— REQUIREMENTS —
Copy the stretch of material from the line containing "trace <item>cream puree</item>, every" through the end, swapping "even-odd" for "nonzero" and leaving everything else unchanged. Omit the pictures from your answer.

— RECORDS FOR PROCESSING —

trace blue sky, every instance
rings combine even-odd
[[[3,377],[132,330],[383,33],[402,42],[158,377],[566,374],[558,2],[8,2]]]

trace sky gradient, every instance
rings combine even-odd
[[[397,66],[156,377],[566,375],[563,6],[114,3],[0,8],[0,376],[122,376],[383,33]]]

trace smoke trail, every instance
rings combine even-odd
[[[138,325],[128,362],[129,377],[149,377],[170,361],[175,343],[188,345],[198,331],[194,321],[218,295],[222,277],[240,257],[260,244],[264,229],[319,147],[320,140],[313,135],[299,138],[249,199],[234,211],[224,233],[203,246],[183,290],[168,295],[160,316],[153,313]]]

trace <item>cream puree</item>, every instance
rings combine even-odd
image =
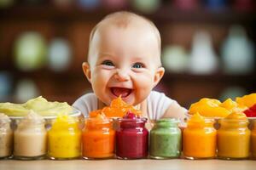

— EXERCISE ANSWER —
trace <item>cream puree</item>, every instance
rings combine nonzero
image =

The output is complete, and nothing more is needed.